* [What you are asked to do]
Beginning with the line below that contains "Would you be able to indicate the belt" and ending with the line that contains "Would you be able to indicate the denim", copy every line exactly. Copy nothing else.

* [Input]
══════════════════════════════
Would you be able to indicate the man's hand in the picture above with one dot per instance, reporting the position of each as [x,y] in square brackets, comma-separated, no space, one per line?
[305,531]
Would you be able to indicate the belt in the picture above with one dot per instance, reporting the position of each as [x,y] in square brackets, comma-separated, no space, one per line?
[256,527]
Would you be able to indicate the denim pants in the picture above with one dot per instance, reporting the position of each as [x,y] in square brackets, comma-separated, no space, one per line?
══════════════════════════════
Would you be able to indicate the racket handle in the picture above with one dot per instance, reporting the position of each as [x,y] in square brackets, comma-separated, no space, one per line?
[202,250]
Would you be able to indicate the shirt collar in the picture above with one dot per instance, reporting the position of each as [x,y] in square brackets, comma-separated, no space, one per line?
══════════════════════════════
* [Task solution]
Would you be able to indicate the belt in the picture above with one dot per instance, reporting the position of each as [x,y] in square brackets, comma-separated, no space, one per line?
[256,527]
Would you be able to indicate the denim pants in the picture above with one dot per instance, reporting the position of each as [x,y] in square brackets, comma-separated, no space, one per line?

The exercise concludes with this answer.